#### [What you should do]
After locating the line that contains "green truck cab -> point", quote it and all lines after it through the end of the entries, and nothing more. Pictures stay out.

#### [Listed entries]
○ ○ ○ ○

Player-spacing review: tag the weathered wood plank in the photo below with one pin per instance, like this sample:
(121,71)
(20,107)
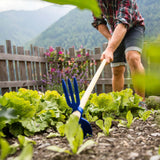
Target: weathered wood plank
(107,74)
(19,83)
(98,62)
(22,58)
(3,70)
(16,63)
(10,64)
(22,68)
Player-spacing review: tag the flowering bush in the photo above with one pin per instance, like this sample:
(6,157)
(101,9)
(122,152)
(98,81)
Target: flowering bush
(63,67)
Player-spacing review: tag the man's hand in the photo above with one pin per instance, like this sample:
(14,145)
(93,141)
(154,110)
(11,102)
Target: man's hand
(108,55)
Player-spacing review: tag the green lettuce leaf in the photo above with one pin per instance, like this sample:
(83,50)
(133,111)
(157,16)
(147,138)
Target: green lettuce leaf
(74,133)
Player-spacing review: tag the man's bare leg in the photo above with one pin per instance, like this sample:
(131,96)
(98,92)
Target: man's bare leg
(118,78)
(137,69)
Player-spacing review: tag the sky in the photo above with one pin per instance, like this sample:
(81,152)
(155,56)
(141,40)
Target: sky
(24,5)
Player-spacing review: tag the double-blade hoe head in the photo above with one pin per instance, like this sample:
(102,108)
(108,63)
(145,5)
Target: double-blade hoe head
(75,104)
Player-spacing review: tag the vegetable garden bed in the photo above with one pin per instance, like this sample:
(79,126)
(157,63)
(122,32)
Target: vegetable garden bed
(133,134)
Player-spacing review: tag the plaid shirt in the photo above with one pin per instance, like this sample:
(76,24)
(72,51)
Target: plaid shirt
(119,11)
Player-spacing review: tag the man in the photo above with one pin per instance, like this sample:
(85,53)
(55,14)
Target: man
(122,24)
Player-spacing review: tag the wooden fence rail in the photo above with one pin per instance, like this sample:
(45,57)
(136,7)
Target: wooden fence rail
(25,68)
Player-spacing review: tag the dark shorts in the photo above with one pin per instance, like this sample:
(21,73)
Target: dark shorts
(133,40)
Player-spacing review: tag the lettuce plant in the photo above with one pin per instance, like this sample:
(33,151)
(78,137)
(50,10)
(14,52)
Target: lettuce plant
(144,114)
(129,118)
(105,126)
(74,135)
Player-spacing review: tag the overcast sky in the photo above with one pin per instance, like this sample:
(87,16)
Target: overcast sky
(23,4)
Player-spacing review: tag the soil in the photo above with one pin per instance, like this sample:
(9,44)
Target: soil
(140,142)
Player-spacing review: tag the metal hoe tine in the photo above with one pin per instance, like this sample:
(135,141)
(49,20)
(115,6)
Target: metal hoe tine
(71,91)
(76,91)
(87,130)
(66,92)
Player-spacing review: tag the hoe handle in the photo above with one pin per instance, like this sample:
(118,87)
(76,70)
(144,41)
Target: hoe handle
(92,84)
(90,87)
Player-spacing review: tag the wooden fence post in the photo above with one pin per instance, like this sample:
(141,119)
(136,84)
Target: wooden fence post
(10,64)
(16,64)
(99,86)
(22,67)
(3,69)
(107,75)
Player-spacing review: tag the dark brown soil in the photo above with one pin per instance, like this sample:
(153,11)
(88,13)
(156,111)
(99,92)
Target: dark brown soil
(140,142)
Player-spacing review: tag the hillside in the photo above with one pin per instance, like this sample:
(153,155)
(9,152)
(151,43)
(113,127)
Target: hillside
(22,26)
(74,29)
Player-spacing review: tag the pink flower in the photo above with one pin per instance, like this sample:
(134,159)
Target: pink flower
(51,49)
(87,54)
(60,52)
(61,59)
(79,55)
(53,69)
(47,54)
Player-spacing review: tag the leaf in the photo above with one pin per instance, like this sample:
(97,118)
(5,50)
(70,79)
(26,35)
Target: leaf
(107,124)
(60,127)
(24,141)
(16,128)
(74,133)
(99,123)
(88,143)
(129,118)
(51,135)
(26,154)
(58,149)
(7,113)
(144,115)
(82,4)
(3,101)
(5,148)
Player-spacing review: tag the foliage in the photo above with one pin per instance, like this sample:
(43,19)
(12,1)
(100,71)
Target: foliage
(82,4)
(26,153)
(78,29)
(4,148)
(144,114)
(129,118)
(74,135)
(105,126)
(63,67)
(153,102)
(152,72)
(27,112)
(114,104)
(24,143)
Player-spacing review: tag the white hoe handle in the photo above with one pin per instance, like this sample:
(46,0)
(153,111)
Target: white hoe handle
(90,87)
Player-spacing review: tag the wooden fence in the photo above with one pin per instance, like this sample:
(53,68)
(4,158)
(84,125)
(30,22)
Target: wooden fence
(25,68)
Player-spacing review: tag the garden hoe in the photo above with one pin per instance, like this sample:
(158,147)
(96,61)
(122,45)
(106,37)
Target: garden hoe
(78,105)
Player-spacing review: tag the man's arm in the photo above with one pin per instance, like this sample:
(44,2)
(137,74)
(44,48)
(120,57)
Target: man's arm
(114,42)
(103,29)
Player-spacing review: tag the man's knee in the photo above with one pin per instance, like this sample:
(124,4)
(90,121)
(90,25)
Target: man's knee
(118,71)
(133,58)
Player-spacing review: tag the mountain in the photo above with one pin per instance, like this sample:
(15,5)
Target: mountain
(22,26)
(74,29)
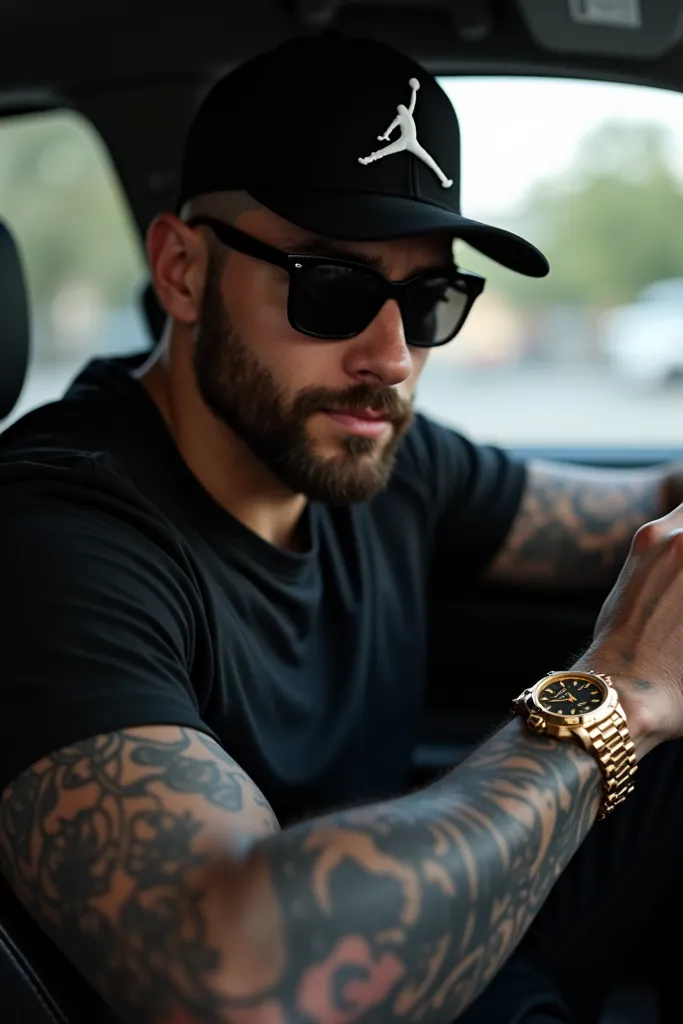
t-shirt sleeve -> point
(97, 625)
(472, 494)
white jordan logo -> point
(408, 140)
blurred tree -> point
(610, 225)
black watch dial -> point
(571, 696)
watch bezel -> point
(609, 701)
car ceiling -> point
(137, 68)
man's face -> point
(325, 417)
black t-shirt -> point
(129, 597)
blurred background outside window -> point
(591, 172)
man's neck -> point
(220, 461)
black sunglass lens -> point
(433, 310)
(334, 301)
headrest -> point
(13, 324)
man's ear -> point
(178, 260)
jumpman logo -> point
(408, 140)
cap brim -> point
(365, 217)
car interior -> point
(136, 73)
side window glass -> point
(591, 355)
(60, 196)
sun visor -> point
(645, 29)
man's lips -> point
(366, 422)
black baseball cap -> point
(294, 127)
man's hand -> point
(638, 636)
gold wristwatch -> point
(584, 707)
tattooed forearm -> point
(406, 910)
(575, 524)
(108, 844)
(125, 848)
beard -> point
(243, 393)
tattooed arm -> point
(156, 865)
(575, 523)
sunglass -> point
(335, 299)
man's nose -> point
(380, 354)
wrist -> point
(638, 700)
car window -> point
(61, 199)
(593, 354)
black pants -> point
(615, 911)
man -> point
(219, 560)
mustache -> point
(385, 400)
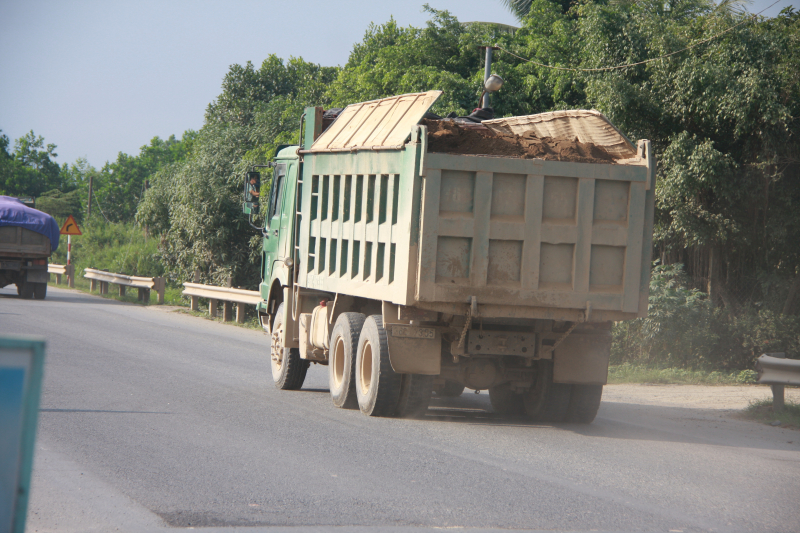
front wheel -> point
(377, 384)
(343, 350)
(288, 369)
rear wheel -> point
(505, 401)
(40, 291)
(288, 369)
(377, 384)
(584, 403)
(343, 350)
(449, 389)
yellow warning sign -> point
(70, 227)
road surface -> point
(153, 420)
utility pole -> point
(89, 211)
(487, 71)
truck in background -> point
(27, 238)
(411, 258)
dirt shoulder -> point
(722, 397)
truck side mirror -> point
(252, 190)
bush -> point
(121, 248)
(683, 330)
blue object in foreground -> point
(21, 365)
(15, 213)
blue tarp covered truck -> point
(27, 238)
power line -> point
(605, 69)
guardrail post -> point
(196, 299)
(227, 307)
(160, 285)
(778, 399)
(241, 311)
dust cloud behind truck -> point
(27, 238)
(413, 254)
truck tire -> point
(342, 365)
(449, 389)
(25, 290)
(377, 384)
(505, 401)
(584, 403)
(40, 291)
(415, 395)
(288, 369)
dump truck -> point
(27, 238)
(415, 255)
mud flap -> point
(582, 359)
(414, 350)
(37, 274)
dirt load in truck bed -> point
(453, 137)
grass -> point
(761, 410)
(172, 296)
(628, 373)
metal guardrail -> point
(122, 281)
(775, 370)
(63, 270)
(228, 295)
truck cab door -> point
(272, 231)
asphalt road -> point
(152, 420)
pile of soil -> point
(452, 137)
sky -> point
(99, 77)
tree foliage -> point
(195, 205)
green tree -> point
(30, 169)
(195, 205)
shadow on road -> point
(63, 296)
(624, 421)
(104, 411)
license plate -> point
(413, 332)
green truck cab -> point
(408, 270)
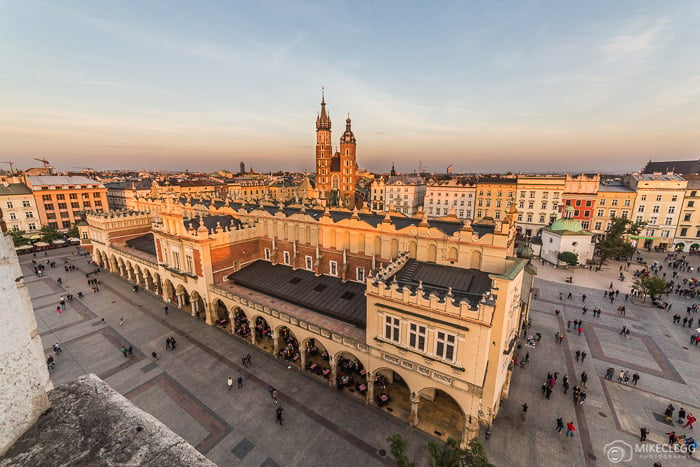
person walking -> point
(689, 421)
(643, 432)
(279, 415)
(560, 425)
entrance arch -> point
(287, 345)
(439, 414)
(388, 390)
(316, 358)
(241, 324)
(263, 335)
(351, 374)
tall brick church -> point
(336, 173)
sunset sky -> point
(484, 86)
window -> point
(445, 345)
(392, 328)
(416, 336)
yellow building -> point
(613, 199)
(373, 303)
(687, 237)
(658, 203)
(494, 196)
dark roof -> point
(679, 167)
(144, 243)
(211, 222)
(466, 284)
(327, 295)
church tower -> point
(348, 165)
(324, 151)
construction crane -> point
(12, 166)
(43, 161)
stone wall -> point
(24, 378)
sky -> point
(492, 86)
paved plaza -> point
(187, 388)
(656, 349)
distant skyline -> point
(487, 86)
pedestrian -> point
(279, 415)
(689, 421)
(560, 425)
(643, 432)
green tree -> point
(450, 454)
(49, 233)
(649, 285)
(398, 447)
(613, 243)
(568, 257)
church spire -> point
(322, 121)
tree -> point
(568, 257)
(451, 455)
(613, 244)
(398, 447)
(649, 285)
(49, 233)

○ ○ ○ ○

#### [Answer to this problem]
green truck cab -> point
(408, 270)
person walking -> point
(689, 421)
(643, 432)
(279, 415)
(560, 425)
entrance arch -> point
(287, 345)
(439, 414)
(388, 390)
(316, 358)
(241, 324)
(263, 335)
(351, 374)
tall brick church -> point
(336, 173)
sunset sky -> point
(484, 86)
window -> point
(445, 345)
(392, 328)
(416, 336)
yellow building -> point
(613, 199)
(373, 303)
(687, 237)
(658, 203)
(494, 196)
dark roof -> point
(679, 167)
(144, 243)
(211, 222)
(466, 284)
(327, 295)
church tower -> point
(348, 165)
(324, 151)
construction crane -> point
(12, 166)
(43, 161)
stone wall -> point
(24, 378)
sky -> point
(492, 86)
paved plaza -> point
(187, 388)
(656, 349)
distant skyline -> point
(487, 86)
pedestrian -> point
(279, 415)
(689, 421)
(560, 425)
(643, 432)
green tree -> point
(450, 454)
(49, 233)
(649, 285)
(398, 447)
(613, 243)
(568, 257)
church spire -> point
(322, 121)
tree -> point
(568, 257)
(451, 455)
(613, 244)
(398, 447)
(649, 285)
(49, 233)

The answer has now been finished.